> [REQUIREMENTS]: Copy everything from the line containing "For every instance of the white temple" down to the end of the records below, putting "stone column" in place of "carved pillar" and keeping every other word the same.

> [MATERIAL FOR THIS EXERCISE]:
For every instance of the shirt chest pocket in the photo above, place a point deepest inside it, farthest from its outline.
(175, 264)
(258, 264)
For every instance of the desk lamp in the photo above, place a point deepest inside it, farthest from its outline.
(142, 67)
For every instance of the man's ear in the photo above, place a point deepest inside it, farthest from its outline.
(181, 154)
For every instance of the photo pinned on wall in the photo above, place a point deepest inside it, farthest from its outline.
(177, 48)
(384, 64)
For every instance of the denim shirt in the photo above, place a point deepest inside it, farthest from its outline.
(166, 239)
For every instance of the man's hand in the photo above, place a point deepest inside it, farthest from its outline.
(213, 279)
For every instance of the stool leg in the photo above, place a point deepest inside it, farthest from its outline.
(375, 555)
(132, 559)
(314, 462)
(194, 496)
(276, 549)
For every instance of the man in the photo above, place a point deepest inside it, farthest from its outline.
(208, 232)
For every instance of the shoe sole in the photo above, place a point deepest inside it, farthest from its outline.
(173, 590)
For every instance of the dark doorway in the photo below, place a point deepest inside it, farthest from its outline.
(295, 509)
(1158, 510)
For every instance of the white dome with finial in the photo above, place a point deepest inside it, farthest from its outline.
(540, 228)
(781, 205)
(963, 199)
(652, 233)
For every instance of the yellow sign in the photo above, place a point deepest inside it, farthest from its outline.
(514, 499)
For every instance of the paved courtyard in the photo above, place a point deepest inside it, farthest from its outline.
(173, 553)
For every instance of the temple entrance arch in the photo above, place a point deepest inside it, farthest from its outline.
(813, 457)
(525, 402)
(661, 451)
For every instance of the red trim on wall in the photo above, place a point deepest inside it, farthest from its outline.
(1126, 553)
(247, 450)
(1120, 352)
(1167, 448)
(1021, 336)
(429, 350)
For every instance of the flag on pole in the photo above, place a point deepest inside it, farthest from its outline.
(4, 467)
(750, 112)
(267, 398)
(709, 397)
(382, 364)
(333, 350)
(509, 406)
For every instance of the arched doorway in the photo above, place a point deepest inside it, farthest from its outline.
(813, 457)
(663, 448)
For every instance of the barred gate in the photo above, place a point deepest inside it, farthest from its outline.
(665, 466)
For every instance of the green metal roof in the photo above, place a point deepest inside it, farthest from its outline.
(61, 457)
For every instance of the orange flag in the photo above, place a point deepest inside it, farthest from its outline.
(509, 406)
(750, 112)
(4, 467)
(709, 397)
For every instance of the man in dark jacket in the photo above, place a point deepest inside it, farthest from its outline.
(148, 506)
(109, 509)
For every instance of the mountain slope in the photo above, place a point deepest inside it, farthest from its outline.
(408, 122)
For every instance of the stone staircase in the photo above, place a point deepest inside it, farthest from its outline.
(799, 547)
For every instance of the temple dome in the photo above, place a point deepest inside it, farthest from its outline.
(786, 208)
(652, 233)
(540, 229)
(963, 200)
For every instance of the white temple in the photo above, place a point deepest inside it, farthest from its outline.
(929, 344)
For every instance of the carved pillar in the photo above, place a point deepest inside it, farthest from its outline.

> [FINISHED EXERCISE]:
For every instance of the white temple in the photo above, place a point deepest inside it, farthest from its outline.
(929, 344)
For every instance of the stone column in the photo above, place a point deepest inside it, farthest from its outline.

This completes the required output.